Work instruction >> Wherever "noun" appears in the records below, copy the line that holds it.

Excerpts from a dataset
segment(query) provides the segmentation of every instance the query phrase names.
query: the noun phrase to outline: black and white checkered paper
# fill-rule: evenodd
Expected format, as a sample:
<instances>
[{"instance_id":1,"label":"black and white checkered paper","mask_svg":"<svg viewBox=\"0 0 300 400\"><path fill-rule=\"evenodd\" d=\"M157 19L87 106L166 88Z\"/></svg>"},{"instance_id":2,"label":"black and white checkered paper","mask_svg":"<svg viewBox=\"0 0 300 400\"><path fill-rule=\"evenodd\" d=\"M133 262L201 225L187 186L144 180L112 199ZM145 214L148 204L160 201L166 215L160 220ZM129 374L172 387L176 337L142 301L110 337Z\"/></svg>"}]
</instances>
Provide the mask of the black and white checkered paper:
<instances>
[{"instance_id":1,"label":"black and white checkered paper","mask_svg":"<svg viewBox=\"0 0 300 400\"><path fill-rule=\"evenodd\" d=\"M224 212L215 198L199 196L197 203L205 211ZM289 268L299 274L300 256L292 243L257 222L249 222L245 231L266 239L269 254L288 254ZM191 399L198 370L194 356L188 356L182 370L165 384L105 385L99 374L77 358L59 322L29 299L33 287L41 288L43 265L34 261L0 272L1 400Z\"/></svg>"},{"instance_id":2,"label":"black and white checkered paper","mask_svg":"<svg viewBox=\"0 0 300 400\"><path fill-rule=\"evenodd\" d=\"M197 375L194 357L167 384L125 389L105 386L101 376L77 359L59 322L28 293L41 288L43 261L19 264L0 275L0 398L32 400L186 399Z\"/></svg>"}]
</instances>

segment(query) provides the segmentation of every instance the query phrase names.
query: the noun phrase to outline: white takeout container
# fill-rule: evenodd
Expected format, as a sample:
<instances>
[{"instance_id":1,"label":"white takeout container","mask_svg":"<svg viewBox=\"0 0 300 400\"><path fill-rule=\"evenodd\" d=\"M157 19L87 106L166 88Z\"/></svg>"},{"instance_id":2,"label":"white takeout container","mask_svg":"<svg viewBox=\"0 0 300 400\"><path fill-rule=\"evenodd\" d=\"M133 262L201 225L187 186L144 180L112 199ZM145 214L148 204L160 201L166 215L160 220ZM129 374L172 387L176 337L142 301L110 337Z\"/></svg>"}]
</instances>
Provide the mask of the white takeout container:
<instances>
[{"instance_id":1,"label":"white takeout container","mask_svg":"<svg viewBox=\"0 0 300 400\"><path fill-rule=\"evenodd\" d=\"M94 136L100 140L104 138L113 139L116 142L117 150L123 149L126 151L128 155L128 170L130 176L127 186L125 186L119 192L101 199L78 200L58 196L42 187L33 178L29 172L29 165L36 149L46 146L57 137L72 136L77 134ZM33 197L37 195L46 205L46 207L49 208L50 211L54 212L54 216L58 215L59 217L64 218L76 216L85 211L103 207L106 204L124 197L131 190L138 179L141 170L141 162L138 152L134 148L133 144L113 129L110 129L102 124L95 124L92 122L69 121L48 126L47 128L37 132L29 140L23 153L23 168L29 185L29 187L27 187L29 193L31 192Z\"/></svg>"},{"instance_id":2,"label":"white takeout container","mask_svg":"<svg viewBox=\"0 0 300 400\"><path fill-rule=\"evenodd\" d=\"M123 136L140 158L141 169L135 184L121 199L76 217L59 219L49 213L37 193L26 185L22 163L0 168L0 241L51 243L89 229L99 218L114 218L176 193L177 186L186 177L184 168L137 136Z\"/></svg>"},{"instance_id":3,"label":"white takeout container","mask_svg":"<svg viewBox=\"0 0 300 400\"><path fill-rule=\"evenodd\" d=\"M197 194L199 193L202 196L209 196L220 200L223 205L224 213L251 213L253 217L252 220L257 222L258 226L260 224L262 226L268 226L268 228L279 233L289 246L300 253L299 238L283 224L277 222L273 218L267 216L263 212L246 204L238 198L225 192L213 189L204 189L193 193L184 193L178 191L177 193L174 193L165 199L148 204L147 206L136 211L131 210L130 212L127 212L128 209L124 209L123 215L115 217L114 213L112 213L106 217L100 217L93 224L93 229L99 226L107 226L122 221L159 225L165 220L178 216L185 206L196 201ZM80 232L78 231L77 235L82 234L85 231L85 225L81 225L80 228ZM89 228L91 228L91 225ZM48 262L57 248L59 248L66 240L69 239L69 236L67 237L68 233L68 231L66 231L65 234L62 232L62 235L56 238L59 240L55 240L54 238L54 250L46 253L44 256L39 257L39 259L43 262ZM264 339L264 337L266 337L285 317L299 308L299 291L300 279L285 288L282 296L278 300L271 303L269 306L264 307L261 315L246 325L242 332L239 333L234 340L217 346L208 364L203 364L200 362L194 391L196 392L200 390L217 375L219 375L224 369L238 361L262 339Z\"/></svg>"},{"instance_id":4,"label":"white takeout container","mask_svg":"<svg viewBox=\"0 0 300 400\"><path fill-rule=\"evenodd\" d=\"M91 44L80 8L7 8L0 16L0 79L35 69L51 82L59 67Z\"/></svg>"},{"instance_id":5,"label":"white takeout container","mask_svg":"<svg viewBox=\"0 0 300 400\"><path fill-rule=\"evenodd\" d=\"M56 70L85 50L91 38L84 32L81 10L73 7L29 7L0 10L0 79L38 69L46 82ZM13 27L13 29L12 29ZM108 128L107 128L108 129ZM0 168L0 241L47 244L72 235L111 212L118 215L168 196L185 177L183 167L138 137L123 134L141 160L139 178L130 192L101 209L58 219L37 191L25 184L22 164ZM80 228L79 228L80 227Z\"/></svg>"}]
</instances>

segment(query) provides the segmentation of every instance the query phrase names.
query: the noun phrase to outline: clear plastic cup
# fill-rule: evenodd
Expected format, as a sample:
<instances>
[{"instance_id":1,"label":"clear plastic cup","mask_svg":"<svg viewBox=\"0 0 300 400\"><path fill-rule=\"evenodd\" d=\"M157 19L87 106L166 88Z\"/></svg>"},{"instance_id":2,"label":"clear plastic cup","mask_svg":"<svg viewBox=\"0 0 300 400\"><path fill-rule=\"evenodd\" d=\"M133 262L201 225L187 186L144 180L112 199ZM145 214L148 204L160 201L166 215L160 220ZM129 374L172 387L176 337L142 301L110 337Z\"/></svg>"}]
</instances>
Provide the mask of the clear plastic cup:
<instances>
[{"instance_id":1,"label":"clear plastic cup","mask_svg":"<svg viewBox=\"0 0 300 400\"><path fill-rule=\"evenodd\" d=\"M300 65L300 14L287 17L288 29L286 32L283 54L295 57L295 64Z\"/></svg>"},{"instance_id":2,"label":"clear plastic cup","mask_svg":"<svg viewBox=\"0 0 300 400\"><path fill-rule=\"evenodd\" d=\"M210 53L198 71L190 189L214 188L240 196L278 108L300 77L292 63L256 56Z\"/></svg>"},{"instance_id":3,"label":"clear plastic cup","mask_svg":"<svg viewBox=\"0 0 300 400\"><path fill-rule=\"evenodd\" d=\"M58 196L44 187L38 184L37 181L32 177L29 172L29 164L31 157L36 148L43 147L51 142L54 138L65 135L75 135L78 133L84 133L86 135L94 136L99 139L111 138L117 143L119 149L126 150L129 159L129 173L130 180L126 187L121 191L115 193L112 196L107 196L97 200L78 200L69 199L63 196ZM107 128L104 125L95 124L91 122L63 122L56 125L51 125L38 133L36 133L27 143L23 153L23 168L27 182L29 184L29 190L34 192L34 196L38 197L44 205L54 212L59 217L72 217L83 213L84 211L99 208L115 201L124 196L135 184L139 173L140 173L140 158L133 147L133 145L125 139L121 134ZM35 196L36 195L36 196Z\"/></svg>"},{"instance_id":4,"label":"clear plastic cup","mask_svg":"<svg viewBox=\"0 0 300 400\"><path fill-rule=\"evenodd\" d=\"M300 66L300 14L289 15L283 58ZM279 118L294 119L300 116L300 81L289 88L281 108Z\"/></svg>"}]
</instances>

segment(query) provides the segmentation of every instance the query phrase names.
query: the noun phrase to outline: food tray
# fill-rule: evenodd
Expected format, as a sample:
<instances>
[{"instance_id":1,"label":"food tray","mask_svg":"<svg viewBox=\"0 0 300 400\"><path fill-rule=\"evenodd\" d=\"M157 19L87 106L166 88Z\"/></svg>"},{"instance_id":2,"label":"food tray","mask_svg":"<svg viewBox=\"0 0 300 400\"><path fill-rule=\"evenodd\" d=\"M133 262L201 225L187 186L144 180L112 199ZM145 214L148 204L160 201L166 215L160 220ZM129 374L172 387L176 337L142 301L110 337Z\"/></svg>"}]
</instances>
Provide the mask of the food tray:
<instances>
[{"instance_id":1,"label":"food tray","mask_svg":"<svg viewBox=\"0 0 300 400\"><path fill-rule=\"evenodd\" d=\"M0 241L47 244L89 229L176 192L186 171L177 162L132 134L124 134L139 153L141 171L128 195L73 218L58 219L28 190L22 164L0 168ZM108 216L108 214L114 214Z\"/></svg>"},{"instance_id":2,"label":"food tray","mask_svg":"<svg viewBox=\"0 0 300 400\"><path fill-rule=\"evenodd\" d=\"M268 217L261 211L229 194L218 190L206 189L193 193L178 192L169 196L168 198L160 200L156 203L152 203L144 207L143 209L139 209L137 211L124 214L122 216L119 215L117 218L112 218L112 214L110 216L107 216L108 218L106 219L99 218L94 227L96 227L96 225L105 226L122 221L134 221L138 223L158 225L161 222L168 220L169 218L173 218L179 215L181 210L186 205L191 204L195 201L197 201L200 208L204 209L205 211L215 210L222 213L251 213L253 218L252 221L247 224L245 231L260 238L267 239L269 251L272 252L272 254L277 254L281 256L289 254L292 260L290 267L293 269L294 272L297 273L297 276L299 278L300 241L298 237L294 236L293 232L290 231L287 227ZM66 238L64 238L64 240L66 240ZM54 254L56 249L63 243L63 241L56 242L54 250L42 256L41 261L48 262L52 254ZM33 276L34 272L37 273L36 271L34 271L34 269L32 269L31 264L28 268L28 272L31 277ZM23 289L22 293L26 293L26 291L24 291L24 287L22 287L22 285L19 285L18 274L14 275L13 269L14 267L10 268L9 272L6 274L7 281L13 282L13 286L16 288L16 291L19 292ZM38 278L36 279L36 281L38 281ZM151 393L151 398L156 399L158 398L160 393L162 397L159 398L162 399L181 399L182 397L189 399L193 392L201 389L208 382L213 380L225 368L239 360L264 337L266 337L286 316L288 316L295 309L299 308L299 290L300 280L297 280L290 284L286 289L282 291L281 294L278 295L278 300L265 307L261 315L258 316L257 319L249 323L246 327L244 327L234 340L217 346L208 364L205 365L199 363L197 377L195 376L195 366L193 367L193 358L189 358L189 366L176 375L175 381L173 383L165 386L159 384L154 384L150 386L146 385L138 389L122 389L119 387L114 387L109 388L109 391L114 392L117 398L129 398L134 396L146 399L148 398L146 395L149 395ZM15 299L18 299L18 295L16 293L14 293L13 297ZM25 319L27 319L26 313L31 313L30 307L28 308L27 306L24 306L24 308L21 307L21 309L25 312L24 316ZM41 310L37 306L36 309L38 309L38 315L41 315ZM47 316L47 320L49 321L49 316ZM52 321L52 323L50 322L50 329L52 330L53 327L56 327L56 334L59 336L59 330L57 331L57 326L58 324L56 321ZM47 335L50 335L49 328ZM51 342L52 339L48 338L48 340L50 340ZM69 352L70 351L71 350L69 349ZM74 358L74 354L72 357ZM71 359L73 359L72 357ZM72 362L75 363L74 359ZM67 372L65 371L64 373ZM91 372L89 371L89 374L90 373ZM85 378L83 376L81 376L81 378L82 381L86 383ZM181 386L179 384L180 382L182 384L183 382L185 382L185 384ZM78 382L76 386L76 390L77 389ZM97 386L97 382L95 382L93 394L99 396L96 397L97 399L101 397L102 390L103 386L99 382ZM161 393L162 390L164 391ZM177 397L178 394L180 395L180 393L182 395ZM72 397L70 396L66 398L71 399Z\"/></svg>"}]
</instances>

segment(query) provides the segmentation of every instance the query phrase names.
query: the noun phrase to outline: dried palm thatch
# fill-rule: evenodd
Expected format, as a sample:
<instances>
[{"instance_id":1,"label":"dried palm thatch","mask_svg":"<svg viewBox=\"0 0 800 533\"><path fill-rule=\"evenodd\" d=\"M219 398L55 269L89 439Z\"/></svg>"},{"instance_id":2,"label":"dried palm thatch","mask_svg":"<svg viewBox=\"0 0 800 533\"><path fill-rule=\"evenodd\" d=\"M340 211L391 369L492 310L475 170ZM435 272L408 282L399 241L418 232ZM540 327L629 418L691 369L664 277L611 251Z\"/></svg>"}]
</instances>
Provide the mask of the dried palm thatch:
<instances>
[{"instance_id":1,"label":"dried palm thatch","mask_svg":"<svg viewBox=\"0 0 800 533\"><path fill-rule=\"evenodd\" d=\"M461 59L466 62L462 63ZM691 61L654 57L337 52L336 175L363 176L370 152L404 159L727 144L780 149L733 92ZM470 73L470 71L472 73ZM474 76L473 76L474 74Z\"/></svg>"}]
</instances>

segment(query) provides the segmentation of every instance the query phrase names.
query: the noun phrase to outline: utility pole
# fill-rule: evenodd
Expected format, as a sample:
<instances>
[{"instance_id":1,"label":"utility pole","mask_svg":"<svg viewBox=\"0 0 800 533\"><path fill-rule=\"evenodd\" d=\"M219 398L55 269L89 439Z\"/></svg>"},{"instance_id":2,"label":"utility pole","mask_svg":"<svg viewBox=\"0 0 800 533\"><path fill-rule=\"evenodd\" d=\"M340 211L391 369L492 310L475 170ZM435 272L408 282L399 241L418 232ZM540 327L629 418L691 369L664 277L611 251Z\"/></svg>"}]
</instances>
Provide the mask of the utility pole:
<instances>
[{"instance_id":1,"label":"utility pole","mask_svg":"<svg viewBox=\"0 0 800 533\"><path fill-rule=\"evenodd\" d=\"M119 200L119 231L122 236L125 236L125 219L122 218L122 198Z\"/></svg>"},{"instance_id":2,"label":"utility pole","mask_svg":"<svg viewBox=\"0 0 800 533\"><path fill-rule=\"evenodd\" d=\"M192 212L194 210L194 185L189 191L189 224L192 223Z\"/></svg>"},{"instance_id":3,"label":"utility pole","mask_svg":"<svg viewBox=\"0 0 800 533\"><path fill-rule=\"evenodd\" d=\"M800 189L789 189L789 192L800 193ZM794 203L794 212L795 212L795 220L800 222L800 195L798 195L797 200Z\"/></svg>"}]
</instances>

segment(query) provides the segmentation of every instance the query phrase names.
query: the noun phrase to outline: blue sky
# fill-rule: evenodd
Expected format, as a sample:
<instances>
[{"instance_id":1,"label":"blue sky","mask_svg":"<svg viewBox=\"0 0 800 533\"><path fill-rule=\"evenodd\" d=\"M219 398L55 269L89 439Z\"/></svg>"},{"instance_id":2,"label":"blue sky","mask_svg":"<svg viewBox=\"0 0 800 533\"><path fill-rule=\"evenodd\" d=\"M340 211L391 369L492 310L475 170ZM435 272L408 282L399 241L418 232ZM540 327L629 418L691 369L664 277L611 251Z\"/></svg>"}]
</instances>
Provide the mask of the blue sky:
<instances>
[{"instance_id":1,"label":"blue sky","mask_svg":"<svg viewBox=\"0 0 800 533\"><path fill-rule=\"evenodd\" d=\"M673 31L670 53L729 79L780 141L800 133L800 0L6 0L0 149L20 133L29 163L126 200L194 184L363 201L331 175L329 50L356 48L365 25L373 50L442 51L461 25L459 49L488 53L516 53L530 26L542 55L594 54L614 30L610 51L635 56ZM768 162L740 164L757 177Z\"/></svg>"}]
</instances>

Written response >>
query: the noun phrase to outline: black and white checkered paper
query: the noun phrase to outline: white takeout container
query: the noun phrase to outline: clear plastic cup
query: the noun phrase to outline: food tray
query: the noun phrase to outline: dried palm thatch
query: the noun phrase to outline: utility pole
query: the noun phrase to outline: blue sky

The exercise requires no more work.